▶ **Material for this task**:
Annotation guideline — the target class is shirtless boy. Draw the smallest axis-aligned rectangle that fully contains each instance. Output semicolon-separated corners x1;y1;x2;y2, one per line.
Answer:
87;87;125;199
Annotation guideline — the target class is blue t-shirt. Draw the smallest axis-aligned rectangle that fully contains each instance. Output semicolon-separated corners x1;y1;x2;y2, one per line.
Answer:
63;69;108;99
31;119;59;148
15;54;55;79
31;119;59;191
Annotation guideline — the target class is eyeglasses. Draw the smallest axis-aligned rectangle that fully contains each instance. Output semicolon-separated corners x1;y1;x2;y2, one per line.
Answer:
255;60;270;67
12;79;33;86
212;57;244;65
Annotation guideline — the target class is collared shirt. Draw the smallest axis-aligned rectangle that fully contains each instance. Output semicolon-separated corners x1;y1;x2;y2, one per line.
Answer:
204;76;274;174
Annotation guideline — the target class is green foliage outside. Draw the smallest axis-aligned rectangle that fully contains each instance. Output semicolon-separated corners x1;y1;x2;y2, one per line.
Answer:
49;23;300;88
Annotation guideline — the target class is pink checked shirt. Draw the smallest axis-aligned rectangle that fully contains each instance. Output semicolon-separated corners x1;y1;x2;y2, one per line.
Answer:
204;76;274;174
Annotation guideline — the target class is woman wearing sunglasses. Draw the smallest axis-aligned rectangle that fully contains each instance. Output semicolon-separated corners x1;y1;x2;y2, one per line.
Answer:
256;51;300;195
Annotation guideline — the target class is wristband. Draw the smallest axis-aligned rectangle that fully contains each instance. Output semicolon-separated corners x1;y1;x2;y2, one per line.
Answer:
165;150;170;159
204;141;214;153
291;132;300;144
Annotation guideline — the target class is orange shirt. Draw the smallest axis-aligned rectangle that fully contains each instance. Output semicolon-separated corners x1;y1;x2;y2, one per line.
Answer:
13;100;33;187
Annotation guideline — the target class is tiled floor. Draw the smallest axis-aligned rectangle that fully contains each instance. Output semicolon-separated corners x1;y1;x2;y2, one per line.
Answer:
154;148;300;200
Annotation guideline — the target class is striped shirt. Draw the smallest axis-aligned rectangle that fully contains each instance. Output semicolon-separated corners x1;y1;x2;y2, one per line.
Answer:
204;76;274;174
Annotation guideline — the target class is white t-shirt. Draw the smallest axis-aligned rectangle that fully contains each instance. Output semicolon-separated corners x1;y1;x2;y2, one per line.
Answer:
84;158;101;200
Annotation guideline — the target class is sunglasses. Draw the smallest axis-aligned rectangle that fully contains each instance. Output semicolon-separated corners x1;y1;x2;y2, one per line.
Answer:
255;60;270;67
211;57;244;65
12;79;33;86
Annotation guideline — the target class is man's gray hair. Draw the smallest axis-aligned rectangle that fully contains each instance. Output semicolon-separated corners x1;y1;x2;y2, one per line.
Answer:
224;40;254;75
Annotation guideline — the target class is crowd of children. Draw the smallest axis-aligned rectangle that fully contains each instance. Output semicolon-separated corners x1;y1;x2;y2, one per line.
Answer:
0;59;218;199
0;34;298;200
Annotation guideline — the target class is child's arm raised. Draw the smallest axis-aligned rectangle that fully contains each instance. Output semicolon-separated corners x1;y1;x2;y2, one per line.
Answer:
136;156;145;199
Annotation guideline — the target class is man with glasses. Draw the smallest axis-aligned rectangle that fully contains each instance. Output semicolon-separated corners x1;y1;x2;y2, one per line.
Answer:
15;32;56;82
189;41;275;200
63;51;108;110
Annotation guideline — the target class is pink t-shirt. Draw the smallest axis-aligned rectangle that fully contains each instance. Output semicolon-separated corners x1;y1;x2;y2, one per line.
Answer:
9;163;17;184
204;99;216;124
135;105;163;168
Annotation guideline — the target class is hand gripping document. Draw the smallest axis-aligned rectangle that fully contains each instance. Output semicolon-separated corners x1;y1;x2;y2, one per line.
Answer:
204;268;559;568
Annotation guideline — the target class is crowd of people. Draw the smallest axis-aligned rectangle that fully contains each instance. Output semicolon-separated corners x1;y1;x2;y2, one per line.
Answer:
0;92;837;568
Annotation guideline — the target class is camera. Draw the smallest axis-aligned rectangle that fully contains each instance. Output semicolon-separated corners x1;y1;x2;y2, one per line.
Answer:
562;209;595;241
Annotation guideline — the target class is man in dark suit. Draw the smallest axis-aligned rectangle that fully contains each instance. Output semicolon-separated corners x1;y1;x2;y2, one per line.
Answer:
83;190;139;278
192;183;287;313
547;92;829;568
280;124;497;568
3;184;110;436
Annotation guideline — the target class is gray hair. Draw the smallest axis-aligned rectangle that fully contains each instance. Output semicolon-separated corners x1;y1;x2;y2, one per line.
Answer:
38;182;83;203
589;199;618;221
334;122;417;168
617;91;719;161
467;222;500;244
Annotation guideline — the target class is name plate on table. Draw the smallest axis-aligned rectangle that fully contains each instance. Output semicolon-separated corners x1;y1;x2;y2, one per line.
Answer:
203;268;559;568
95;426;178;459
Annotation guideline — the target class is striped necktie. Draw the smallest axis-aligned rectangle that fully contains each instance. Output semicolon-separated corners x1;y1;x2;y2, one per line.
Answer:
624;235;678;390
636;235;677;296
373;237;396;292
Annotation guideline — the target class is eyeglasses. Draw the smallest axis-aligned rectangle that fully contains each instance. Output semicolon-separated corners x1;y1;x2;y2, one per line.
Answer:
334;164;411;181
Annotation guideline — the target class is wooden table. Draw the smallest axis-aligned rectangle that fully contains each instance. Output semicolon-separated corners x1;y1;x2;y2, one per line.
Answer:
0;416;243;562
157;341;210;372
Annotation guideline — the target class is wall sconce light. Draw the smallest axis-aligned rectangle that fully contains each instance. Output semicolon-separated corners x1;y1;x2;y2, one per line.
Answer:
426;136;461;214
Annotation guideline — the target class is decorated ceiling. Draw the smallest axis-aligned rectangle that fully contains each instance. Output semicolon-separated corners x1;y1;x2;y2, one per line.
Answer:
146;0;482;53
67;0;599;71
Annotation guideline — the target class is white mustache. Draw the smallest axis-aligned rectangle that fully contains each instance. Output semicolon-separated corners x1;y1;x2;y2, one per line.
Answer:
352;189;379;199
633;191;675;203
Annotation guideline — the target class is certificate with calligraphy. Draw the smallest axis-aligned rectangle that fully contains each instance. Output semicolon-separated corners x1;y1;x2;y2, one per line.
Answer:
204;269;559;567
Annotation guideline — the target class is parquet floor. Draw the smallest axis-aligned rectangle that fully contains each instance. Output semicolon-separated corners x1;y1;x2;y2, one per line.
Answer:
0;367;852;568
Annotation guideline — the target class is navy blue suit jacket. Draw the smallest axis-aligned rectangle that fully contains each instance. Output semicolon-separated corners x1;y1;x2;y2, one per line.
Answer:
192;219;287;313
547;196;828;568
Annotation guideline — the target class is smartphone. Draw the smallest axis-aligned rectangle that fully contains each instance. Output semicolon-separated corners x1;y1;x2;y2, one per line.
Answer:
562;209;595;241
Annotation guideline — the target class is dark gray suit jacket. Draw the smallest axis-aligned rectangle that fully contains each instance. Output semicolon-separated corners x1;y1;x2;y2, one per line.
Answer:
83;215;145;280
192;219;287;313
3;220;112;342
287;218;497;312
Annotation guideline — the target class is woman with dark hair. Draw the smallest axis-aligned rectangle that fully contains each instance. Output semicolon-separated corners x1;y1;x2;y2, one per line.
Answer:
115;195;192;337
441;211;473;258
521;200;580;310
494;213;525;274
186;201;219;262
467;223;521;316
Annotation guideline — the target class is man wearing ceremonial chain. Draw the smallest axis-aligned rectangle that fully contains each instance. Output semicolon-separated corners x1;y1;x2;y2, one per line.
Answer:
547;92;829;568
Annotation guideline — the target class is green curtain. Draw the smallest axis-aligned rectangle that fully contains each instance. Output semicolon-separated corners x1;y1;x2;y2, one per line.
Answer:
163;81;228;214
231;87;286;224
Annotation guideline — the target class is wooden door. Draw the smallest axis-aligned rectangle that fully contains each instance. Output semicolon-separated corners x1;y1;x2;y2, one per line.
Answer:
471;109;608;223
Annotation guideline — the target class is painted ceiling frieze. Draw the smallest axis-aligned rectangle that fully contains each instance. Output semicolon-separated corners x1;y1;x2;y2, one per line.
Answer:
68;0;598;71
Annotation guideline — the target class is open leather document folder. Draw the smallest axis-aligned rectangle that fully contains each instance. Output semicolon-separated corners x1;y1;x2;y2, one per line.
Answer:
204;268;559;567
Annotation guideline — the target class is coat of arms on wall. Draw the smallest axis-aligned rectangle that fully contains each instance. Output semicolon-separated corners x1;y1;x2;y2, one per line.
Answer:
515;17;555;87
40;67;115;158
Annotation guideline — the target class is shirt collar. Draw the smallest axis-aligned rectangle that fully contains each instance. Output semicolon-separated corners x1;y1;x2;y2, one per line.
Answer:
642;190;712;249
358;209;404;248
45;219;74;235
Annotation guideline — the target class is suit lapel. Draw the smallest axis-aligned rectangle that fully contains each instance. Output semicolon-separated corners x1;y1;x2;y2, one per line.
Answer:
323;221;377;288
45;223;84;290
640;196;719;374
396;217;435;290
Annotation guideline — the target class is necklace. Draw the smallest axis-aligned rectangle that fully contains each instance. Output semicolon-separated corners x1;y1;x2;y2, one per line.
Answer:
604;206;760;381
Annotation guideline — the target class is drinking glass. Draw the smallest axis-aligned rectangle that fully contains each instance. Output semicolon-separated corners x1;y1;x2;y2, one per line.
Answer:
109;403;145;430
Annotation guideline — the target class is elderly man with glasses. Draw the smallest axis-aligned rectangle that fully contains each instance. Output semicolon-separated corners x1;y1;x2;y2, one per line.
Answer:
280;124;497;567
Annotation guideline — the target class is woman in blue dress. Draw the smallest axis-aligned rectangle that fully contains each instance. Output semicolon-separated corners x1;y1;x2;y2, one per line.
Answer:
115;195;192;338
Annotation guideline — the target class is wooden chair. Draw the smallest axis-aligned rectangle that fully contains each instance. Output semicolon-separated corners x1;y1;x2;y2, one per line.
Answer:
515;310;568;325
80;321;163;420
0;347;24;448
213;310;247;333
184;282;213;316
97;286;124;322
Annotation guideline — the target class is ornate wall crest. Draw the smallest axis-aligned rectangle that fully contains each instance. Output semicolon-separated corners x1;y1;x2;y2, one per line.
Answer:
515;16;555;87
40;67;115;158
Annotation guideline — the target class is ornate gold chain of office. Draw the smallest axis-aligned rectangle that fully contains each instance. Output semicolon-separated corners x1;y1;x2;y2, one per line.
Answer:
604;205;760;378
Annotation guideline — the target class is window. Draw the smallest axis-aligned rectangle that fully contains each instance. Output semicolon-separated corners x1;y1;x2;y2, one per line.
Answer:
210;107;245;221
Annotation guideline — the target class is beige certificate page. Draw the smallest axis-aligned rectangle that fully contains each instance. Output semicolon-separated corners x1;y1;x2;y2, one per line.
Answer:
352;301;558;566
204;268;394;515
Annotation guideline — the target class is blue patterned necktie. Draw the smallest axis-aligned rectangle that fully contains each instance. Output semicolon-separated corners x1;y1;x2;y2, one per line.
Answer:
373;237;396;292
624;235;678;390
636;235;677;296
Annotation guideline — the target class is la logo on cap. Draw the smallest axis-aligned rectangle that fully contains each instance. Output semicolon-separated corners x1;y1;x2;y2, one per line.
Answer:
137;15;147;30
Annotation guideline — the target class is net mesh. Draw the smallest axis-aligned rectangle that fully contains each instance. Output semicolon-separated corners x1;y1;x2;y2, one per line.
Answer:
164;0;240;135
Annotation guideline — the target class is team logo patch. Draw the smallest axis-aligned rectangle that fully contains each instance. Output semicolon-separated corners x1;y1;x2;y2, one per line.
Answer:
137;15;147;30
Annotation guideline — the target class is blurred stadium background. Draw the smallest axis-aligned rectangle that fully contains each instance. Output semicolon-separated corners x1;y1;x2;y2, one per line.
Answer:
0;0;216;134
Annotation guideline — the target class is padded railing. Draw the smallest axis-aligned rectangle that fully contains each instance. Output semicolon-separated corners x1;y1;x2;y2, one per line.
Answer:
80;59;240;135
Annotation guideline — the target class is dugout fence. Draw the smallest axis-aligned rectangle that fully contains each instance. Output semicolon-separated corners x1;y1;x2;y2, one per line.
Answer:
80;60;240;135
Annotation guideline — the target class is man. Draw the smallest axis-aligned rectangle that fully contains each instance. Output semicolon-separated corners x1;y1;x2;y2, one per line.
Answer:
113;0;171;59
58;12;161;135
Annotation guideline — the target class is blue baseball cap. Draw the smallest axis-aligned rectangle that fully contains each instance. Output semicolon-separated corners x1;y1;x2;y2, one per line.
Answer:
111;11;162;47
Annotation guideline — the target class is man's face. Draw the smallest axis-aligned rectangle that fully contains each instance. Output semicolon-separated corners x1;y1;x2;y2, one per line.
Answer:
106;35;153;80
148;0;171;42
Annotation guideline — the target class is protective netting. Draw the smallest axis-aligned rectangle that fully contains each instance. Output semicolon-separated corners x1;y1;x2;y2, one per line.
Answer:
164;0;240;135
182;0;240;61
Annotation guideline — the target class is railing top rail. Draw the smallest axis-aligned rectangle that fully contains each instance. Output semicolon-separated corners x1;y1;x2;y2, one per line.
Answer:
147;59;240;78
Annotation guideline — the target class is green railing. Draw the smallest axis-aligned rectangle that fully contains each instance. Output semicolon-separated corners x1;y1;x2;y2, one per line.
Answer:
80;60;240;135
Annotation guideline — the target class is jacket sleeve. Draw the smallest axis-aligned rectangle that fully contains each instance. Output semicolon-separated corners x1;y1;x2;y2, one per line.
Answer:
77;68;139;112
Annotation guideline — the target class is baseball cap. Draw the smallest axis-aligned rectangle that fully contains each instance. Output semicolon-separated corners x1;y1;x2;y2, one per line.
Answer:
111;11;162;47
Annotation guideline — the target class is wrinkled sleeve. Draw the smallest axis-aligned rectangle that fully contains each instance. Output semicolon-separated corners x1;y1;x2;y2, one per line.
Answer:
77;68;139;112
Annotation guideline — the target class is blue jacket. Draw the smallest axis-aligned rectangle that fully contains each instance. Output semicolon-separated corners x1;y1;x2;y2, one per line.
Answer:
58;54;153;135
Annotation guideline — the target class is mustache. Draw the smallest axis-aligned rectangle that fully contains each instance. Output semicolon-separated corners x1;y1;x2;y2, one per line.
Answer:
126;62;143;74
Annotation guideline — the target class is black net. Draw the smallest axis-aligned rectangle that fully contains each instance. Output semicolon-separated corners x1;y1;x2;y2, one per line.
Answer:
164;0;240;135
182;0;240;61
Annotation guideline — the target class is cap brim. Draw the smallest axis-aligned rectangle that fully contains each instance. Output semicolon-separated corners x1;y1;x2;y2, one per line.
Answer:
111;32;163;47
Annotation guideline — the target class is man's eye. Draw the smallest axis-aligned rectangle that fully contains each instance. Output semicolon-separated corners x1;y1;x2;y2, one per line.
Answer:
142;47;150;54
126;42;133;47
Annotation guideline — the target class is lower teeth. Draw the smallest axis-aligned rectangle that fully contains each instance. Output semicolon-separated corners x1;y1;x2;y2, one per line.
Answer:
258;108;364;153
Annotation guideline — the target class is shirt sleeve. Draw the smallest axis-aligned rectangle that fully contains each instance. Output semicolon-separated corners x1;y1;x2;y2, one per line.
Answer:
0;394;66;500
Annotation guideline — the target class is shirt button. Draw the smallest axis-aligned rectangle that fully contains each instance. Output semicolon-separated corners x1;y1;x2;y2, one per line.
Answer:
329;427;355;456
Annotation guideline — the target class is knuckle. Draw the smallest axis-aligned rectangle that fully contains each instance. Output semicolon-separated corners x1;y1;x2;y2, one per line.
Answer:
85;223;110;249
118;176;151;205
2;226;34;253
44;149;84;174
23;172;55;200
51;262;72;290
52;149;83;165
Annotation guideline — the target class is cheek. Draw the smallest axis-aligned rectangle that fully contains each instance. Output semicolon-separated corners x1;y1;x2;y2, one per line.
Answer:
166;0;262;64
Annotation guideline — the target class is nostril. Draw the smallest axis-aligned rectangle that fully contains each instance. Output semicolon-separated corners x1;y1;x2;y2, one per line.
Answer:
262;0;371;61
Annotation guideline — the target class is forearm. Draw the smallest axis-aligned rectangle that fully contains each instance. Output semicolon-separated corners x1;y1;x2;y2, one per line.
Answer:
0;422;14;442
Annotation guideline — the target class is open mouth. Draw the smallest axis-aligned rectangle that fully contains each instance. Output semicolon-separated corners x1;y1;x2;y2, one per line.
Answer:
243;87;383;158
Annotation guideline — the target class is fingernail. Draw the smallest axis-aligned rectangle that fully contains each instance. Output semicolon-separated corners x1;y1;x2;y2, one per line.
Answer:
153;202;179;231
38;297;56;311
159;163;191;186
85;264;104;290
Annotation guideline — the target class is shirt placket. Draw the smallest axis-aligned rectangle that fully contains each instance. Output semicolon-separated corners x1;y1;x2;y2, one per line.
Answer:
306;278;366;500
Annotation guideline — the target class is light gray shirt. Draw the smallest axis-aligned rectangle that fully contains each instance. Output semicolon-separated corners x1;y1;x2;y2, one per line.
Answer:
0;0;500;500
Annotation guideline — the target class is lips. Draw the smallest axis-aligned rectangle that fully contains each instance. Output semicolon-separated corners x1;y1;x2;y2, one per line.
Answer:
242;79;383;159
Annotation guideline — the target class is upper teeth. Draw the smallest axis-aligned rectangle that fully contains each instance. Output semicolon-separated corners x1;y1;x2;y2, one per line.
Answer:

▶ **Work to do**:
Repeat the part of the material that opens with the line containing "Annotation guideline — the target class is shirt sleeve." and closes with the line containing "166;0;262;64", both lines included.

▶ **Solution to this exercise**:
Annotation guideline — the target class is shirt sleeve. Draw the smallest axis-aligned rectangle that fully contains each instance. Output semicolon-separated corners x1;y1;x2;y2, one per line.
Answer:
0;394;66;500
Annotation guideline — the target class is shirt button. Draw the smallest axis-aligned rectangle that fully contains each instance. Output semicolon-separated corners x1;y1;x2;y2, one per line.
Answer:
329;427;355;456
Annotation guideline — the target class is knuckle. Draw the smallest axis-aligned rectangle that fully contains each instance. Output semicolon-separated corners x1;y1;x2;y2, one per line.
Answer:
85;223;110;249
118;176;151;205
2;226;34;253
44;149;84;174
23;172;55;200
51;262;72;290
52;149;83;165
Annotation guideline — the target class is cheek. Draw the smallest axis-aligned rectangle that fully contains each instance. Output semicolon-separated corners x1;y1;x2;y2, one per line.
Answer:
166;0;262;64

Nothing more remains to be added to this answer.